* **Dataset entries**

◇ ◇ ◇ ◇ ◇ ◇ ◇

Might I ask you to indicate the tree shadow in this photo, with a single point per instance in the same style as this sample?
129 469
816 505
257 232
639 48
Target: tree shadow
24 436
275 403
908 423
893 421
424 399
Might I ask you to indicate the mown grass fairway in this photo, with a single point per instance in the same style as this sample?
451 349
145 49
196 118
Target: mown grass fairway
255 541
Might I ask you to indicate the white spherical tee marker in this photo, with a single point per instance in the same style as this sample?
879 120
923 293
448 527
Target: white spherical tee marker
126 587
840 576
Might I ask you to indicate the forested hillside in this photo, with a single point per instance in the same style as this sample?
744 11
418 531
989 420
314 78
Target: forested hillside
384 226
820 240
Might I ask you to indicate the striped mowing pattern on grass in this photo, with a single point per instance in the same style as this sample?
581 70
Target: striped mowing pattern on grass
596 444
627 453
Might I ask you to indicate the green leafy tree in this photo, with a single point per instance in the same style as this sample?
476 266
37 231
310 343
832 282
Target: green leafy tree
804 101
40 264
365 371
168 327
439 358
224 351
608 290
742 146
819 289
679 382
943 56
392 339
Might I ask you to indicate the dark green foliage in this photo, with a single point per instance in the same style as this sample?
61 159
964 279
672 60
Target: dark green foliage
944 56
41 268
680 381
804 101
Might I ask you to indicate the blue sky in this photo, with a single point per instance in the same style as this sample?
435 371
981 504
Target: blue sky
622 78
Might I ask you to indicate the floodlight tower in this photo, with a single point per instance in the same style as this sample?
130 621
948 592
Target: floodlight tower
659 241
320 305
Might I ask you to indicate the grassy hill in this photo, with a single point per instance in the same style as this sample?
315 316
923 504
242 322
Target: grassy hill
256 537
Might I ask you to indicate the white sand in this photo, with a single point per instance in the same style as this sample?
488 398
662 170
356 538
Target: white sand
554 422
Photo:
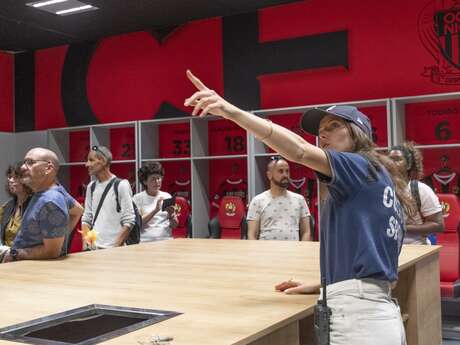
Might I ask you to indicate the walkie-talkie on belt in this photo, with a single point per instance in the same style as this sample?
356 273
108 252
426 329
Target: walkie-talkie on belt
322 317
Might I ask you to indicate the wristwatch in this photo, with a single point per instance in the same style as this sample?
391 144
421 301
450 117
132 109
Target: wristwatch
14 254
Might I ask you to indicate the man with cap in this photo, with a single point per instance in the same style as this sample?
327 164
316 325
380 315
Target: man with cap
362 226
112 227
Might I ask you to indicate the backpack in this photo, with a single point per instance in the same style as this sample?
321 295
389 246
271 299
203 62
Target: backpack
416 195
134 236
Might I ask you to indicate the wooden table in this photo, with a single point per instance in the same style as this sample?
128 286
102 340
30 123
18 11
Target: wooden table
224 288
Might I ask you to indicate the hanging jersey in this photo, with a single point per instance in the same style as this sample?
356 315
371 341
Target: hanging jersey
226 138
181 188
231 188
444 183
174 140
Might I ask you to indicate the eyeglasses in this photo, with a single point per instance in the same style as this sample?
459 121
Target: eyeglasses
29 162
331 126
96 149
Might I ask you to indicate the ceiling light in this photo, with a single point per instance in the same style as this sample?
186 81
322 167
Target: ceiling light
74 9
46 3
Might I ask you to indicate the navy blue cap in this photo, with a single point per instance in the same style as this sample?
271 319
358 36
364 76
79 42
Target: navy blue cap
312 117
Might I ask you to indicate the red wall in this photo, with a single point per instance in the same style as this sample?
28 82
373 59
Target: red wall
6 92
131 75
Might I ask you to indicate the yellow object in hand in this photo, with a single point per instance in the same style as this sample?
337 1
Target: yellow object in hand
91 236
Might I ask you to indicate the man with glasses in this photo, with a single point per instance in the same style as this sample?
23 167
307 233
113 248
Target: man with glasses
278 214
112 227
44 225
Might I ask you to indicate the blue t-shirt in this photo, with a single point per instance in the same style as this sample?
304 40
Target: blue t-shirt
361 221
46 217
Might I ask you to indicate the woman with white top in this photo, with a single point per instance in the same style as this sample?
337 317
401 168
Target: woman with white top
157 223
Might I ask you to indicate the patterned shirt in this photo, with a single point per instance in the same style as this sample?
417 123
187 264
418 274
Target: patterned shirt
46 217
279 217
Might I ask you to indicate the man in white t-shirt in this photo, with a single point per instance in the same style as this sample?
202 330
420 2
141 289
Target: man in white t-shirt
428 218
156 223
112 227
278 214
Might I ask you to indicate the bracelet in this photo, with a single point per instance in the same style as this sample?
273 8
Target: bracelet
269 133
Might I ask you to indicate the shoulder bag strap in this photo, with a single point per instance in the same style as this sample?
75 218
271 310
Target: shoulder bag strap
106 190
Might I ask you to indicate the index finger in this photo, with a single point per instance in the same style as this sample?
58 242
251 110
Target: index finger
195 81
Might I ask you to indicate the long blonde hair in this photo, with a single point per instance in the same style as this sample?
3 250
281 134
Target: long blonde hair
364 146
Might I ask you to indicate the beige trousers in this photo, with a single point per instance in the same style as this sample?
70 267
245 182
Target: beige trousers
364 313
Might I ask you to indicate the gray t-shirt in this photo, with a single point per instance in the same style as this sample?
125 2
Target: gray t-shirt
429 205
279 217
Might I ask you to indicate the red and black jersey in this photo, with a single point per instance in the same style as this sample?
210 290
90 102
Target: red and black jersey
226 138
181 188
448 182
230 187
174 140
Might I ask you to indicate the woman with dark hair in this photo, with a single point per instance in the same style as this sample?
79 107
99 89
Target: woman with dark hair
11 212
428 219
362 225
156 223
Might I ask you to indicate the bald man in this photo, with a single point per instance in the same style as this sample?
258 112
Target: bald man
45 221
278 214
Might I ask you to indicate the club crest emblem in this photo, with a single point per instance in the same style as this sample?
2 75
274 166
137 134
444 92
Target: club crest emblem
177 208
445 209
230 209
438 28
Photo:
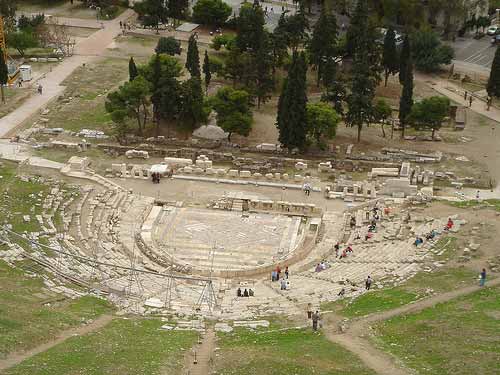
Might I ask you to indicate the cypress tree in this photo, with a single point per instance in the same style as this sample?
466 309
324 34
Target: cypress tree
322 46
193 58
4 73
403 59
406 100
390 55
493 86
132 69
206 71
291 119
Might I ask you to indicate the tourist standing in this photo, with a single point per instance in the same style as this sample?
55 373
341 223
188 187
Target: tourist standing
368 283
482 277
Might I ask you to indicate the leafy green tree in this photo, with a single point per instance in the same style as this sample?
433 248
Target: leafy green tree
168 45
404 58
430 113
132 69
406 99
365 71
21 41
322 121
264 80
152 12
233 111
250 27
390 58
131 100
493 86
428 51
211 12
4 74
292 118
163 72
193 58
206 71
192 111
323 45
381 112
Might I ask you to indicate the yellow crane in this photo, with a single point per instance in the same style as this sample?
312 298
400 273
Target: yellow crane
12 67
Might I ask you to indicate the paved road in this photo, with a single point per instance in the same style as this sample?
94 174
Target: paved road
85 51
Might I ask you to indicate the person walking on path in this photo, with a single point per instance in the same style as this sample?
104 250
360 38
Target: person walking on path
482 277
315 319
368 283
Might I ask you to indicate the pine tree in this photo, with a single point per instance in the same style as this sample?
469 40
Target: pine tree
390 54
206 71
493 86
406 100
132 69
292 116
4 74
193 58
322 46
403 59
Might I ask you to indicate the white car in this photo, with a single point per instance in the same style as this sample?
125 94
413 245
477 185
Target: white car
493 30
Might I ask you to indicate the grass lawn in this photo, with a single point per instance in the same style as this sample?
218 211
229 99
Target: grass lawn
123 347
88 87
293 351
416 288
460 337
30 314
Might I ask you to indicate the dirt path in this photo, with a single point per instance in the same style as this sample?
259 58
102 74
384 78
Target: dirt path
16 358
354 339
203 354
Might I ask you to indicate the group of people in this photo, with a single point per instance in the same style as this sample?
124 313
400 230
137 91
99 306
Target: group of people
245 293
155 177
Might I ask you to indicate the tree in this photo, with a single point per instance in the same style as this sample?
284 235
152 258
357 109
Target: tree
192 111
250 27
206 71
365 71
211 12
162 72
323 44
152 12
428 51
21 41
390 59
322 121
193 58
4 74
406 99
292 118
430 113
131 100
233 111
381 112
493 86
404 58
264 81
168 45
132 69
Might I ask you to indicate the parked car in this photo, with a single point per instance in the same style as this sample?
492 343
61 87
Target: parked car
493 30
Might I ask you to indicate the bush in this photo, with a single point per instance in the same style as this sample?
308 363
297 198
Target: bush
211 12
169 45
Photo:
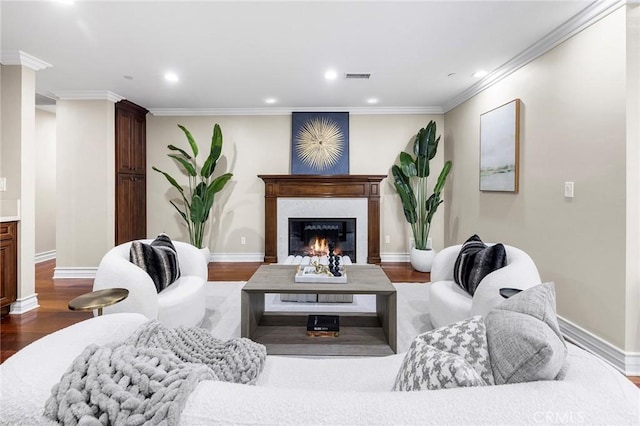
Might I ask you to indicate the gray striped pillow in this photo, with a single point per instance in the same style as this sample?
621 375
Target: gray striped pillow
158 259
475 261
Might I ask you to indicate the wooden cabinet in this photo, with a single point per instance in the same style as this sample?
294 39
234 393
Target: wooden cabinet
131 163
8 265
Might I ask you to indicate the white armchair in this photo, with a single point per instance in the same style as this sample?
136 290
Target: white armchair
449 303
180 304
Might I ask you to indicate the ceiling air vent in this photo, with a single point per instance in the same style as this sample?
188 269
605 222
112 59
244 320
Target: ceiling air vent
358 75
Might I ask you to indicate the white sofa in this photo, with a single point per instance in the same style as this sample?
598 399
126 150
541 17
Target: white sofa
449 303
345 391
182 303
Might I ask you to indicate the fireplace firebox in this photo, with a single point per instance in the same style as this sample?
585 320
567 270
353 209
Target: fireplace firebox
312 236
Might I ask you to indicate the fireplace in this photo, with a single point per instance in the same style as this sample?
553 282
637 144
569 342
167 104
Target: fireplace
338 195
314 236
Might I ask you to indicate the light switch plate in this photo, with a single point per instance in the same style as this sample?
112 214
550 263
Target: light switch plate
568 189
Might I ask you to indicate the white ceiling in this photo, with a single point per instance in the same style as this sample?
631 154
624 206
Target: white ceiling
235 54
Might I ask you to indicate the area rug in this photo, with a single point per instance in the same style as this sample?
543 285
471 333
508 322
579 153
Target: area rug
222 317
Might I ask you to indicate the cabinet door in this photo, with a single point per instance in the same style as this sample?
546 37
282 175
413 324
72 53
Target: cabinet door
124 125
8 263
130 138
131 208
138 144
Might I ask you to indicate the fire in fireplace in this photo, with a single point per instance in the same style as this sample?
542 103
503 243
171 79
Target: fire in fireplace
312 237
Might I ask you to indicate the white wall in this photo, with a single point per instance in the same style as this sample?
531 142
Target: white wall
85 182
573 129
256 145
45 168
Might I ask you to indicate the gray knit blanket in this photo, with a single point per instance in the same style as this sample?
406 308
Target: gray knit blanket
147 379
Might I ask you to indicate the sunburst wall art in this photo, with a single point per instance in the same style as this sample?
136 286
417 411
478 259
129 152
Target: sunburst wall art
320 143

◇ ◇ ◇ ◇ ◇ ◇ ◇

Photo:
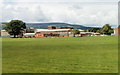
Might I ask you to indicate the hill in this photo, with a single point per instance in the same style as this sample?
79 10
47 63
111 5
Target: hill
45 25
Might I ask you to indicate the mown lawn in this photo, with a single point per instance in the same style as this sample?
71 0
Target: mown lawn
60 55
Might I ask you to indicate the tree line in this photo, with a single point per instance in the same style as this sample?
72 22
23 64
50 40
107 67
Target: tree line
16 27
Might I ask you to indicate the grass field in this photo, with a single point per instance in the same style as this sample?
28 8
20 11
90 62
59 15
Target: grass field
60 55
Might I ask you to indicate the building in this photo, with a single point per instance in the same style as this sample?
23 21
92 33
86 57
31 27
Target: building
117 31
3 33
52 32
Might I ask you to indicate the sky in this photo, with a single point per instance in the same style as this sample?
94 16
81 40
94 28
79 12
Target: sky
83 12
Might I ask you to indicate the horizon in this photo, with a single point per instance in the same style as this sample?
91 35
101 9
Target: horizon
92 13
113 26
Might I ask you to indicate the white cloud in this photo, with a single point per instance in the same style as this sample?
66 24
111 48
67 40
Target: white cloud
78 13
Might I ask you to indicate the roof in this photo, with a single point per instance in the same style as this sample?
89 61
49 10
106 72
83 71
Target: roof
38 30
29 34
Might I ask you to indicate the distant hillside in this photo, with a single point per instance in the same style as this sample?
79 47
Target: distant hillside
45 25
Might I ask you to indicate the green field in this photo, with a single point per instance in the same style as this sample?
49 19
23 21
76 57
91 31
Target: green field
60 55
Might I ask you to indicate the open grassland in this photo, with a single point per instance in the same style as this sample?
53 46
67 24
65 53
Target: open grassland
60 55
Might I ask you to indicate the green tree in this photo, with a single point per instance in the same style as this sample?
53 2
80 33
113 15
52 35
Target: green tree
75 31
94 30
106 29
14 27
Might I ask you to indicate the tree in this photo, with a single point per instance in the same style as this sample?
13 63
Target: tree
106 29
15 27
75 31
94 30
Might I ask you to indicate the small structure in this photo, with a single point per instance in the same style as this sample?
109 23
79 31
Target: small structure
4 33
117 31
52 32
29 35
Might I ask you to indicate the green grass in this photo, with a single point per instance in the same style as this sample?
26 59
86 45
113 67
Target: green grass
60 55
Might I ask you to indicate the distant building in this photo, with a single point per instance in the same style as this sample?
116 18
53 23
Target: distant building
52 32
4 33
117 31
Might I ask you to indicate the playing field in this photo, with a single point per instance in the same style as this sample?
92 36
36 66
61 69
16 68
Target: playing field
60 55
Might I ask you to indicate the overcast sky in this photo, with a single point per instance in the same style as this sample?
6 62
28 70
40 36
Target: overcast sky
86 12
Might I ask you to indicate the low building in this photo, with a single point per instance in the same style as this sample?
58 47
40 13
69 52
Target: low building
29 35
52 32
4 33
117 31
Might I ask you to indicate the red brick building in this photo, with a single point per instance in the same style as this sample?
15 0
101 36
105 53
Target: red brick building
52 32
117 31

◇ ◇ ◇ ◇ ◇ ◇ ◇

* **PROBLEM DETAILS**
Please output exactly the lines between the one holding "Might I ask you to indicate the leafy" and the one holding "Might I ask you to indicate the person" in the records above, inclusive, and nothing more.

* **COMPLETED TASK**
Might I ask you to indicate the leafy green tree in this photo, with a single point per instance in the same style as this sample?
433 248
Target: leafy green tree
168 45
404 58
430 113
132 69
406 99
365 71
21 41
322 121
264 80
152 12
233 111
250 27
390 58
131 100
493 86
428 51
211 12
4 74
292 118
163 72
193 58
206 71
192 111
323 45
381 112
Might I ask you to indicate the yellow crane in this photo, with a single point per instance in the same style as this sample?
312 298
400 273
Target: yellow crane
12 67
Might I ask you to indicate the paved road in this photo, with a single point per instance in the same style as this sample?
94 174
Target: paved road
85 51
Might I ask you to indicate the person walking on path in this photo, with a single point per instance in the same style as this sample?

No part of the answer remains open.